··· Given records ···

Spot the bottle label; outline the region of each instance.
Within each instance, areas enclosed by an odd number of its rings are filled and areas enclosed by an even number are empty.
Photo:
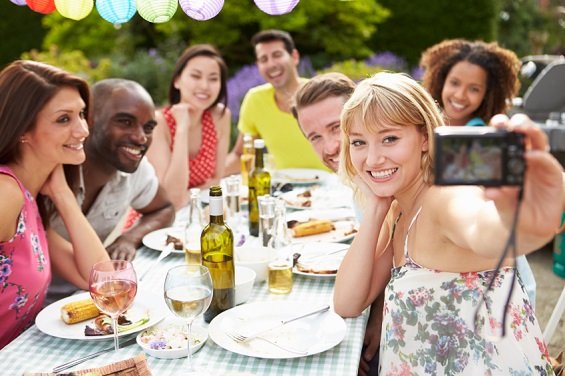
[[[222,197],[210,197],[210,215],[224,215]]]

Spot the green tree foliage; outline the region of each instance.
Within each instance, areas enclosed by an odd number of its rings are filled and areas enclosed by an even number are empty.
[[[29,11],[29,10],[28,10]],[[139,46],[150,40],[152,30],[140,27],[143,22],[139,15],[125,24],[114,26],[98,14],[96,7],[80,21],[64,18],[59,12],[48,14],[43,25],[49,30],[43,40],[43,49],[56,45],[61,51],[81,50],[91,59],[108,56],[119,51],[126,56],[133,56]],[[152,29],[149,24],[147,29]]]
[[[90,60],[79,50],[60,52],[56,46],[51,46],[48,51],[39,52],[31,50],[24,52],[21,56],[25,60],[41,61],[46,64],[60,67],[68,72],[74,73],[93,84],[98,80],[108,77],[110,72],[110,61],[102,59],[95,67]]]
[[[19,59],[22,52],[40,48],[47,30],[41,26],[43,14],[8,0],[0,1],[0,15],[0,67],[4,67]]]
[[[501,0],[498,41],[518,56],[532,54],[532,38],[543,38],[545,19],[536,0]],[[546,35],[547,37],[547,35]]]
[[[239,67],[254,60],[251,36],[262,29],[278,28],[289,31],[301,54],[322,66],[344,57],[369,56],[367,42],[387,15],[377,0],[303,0],[282,16],[263,13],[253,0],[238,0],[226,1],[221,12],[208,21],[193,20],[179,8],[168,22],[151,24],[136,15],[116,30],[96,9],[80,21],[54,12],[45,17],[49,34],[43,46],[55,44],[62,51],[79,49],[91,58],[118,50],[131,58],[140,47],[161,49],[165,40],[174,41],[169,47],[176,46],[177,53],[186,45],[212,43],[220,48],[230,67]]]
[[[379,0],[391,12],[370,48],[392,51],[417,64],[422,51],[450,38],[496,39],[499,0]]]

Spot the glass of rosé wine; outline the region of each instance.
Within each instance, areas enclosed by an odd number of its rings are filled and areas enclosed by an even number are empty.
[[[114,356],[118,355],[118,317],[133,304],[137,294],[137,275],[129,261],[96,263],[90,270],[90,296],[100,311],[112,318]]]

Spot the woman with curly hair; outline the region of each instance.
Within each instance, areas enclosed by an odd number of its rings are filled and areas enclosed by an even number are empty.
[[[450,39],[428,48],[423,85],[444,110],[446,125],[486,125],[518,93],[521,62],[497,43]]]

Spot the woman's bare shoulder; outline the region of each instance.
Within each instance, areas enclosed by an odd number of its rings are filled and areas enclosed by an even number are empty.
[[[229,124],[231,122],[231,111],[228,107],[224,106],[223,103],[218,103],[210,111],[212,112],[212,118],[214,119],[214,124],[216,125],[220,123]]]
[[[0,174],[0,241],[9,240],[15,231],[15,225],[24,205],[24,194],[18,182],[11,176]]]

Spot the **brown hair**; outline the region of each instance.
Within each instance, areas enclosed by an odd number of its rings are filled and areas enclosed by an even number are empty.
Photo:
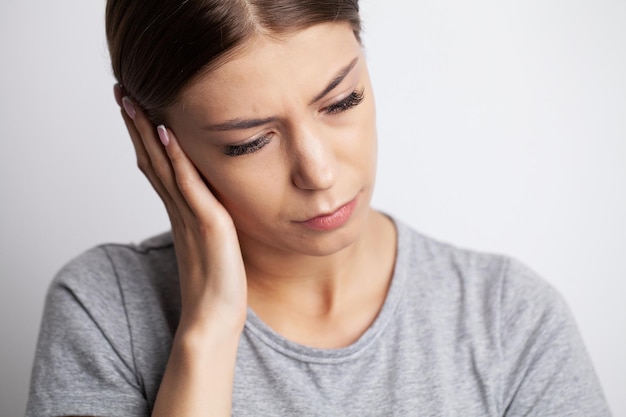
[[[337,21],[360,40],[358,0],[108,0],[106,7],[113,73],[155,124],[194,77],[254,35]]]

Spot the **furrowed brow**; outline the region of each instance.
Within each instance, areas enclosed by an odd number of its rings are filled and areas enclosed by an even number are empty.
[[[354,68],[354,66],[356,65],[358,60],[359,60],[359,58],[354,58],[352,60],[352,62],[350,62],[348,65],[346,65],[344,68],[342,68],[339,71],[339,73],[337,73],[337,76],[335,78],[333,78],[333,80],[330,83],[328,83],[326,88],[324,88],[324,90],[322,90],[321,93],[316,95],[315,98],[313,100],[311,100],[309,105],[311,105],[311,104],[321,100],[322,98],[324,98],[324,96],[326,94],[330,93],[331,91],[333,91],[335,89],[335,87],[337,87],[339,84],[341,84],[341,82],[344,80],[344,78],[346,78],[348,76],[348,74],[350,73],[350,71],[352,71],[352,68]]]
[[[251,129],[253,127],[263,126],[267,123],[272,123],[276,121],[275,117],[268,117],[265,119],[233,119],[228,120],[224,123],[210,125],[205,127],[206,130],[214,130],[214,131],[228,131],[228,130],[245,130]]]
[[[311,100],[311,103],[309,105],[312,105],[313,103],[321,100],[322,98],[324,98],[324,96],[326,96],[326,94],[330,93],[331,91],[335,89],[335,87],[341,84],[341,82],[348,76],[350,71],[352,71],[352,69],[355,67],[358,60],[359,60],[358,58],[354,58],[348,65],[342,68],[337,73],[335,78],[333,78],[331,82],[328,83],[326,88],[324,88],[322,92],[320,92],[318,95],[315,96],[313,100]],[[229,131],[229,130],[245,130],[245,129],[251,129],[254,127],[263,126],[265,124],[275,122],[276,120],[277,119],[275,117],[267,117],[265,119],[232,119],[232,120],[227,120],[224,123],[206,126],[204,129],[210,130],[210,131],[220,131],[220,132]]]

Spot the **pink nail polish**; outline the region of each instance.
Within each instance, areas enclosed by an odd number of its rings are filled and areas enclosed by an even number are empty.
[[[157,132],[159,133],[159,139],[161,139],[163,146],[167,146],[170,143],[170,135],[167,133],[165,126],[158,126]]]
[[[133,105],[133,102],[128,97],[124,97],[122,98],[122,105],[124,106],[124,110],[126,111],[126,114],[128,115],[128,117],[135,120],[136,113],[135,113],[135,106]]]
[[[124,90],[122,90],[121,84],[115,84],[113,86],[113,95],[115,96],[115,101],[117,105],[122,107],[122,97],[124,97]]]

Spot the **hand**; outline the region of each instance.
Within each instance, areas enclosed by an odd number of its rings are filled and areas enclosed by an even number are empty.
[[[182,298],[179,331],[202,330],[207,323],[236,326],[241,331],[247,287],[232,218],[183,152],[174,132],[164,126],[155,128],[139,106],[123,95],[116,85],[115,97],[137,164],[163,200],[172,225]]]

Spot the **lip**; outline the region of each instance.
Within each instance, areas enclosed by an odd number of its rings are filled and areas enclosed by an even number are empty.
[[[328,231],[338,229],[350,219],[356,207],[357,199],[358,197],[353,198],[332,213],[322,214],[298,223],[314,230]]]

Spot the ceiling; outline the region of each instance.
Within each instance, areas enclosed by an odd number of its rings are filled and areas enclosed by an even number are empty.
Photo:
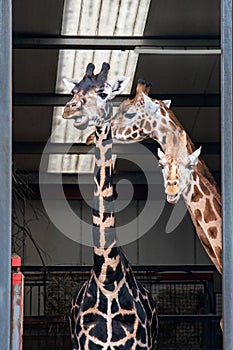
[[[76,4],[81,6],[83,1],[76,0]],[[102,7],[111,2],[98,1]],[[121,0],[118,2],[121,4]],[[136,4],[140,9],[140,0],[129,3],[132,6],[127,9],[129,13]],[[69,49],[69,45],[88,49],[89,45],[103,53],[110,48],[121,48],[123,55],[124,50],[133,50],[140,43],[144,49],[153,46],[160,51],[139,53],[130,96],[134,95],[137,80],[144,78],[152,83],[151,96],[172,99],[173,112],[194,143],[203,144],[203,157],[219,181],[220,55],[184,54],[184,50],[220,48],[220,0],[151,0],[142,36],[125,35],[120,44],[119,35],[107,35],[104,44],[93,35],[86,36],[84,42],[83,37],[68,36],[68,40],[63,40],[63,6],[63,0],[13,0],[16,167],[37,177],[41,153],[51,135],[54,106],[64,106],[69,99],[56,88],[59,49]],[[129,18],[129,13],[125,18]],[[103,33],[104,29],[101,38],[105,37]],[[167,48],[173,49],[173,54],[161,54],[161,49]],[[182,54],[177,52],[180,49]],[[120,67],[111,69],[117,73]],[[123,95],[116,102],[124,98]],[[82,150],[85,153],[85,147]],[[117,163],[116,172],[126,170],[129,165]]]

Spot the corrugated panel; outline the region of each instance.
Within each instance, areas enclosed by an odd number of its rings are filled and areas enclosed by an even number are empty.
[[[89,36],[137,36],[143,35],[150,0],[65,0],[62,35]],[[116,77],[134,77],[138,54],[113,50],[61,50],[58,60],[56,92],[65,93],[63,78],[82,79],[86,66],[93,62],[96,72],[102,62],[109,62],[111,69],[108,81],[114,83]],[[125,90],[129,93],[131,84]],[[85,142],[87,132],[73,127],[73,122],[61,121],[61,108],[54,109],[52,125],[53,142]],[[93,129],[92,129],[93,130]],[[91,131],[92,131],[91,130]],[[90,130],[88,130],[90,132]],[[88,157],[90,158],[88,160]],[[49,171],[92,172],[93,156],[53,156],[49,158]]]

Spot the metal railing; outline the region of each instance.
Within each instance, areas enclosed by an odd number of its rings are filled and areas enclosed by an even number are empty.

···

Repeat only the lines between the top of the entries above and the line containing "Spot the glass", both ends included, without the pictures.

**Answer section:**
Spot the bottle label; outline the region of each instance.
Within each instance, areas enclosed by an odd number of its rings are filled and areas enclosed by an even number are empty.
Photo:
[[[222,197],[210,197],[210,215],[224,215]]]

Spot the green tree foliage; outline the region of each instance.
Within each instance, areas enclosed by an odd number of its rings are filled and areas enclosed by an even number are empty.
[[[29,11],[29,10],[28,10]],[[139,46],[150,40],[152,30],[140,27],[143,22],[139,15],[125,24],[114,26],[98,14],[96,7],[80,21],[64,18],[59,12],[48,14],[43,25],[49,30],[43,40],[43,49],[56,45],[61,51],[81,50],[91,59],[108,56],[119,51],[126,56],[133,56]],[[152,29],[149,24],[147,29]]]
[[[90,60],[79,50],[60,52],[56,46],[51,46],[48,51],[39,52],[31,50],[24,52],[21,56],[25,60],[41,61],[46,64],[60,67],[68,72],[74,73],[93,84],[98,80],[108,77],[110,72],[110,61],[102,59],[95,67]]]
[[[19,59],[22,52],[40,48],[47,30],[41,26],[43,14],[8,0],[0,1],[0,15],[0,67],[4,67]]]
[[[501,0],[498,41],[518,56],[532,54],[532,38],[543,38],[545,19],[536,0]],[[546,35],[547,37],[547,35]]]
[[[239,67],[254,60],[251,36],[262,29],[278,28],[289,31],[301,54],[322,66],[344,57],[369,56],[367,42],[387,15],[377,0],[303,0],[282,16],[263,13],[253,0],[238,0],[226,1],[221,12],[208,21],[193,20],[179,8],[168,22],[151,24],[136,15],[116,30],[96,9],[80,21],[54,12],[45,17],[49,34],[43,46],[55,44],[62,51],[79,49],[91,58],[118,50],[131,58],[140,47],[161,49],[165,40],[174,41],[169,47],[176,46],[177,53],[186,45],[212,43],[220,48],[230,67]]]
[[[379,0],[391,12],[370,48],[392,51],[417,64],[422,51],[450,38],[496,39],[499,0]]]

Spot the glass of rosé wine; outline the region of each instance.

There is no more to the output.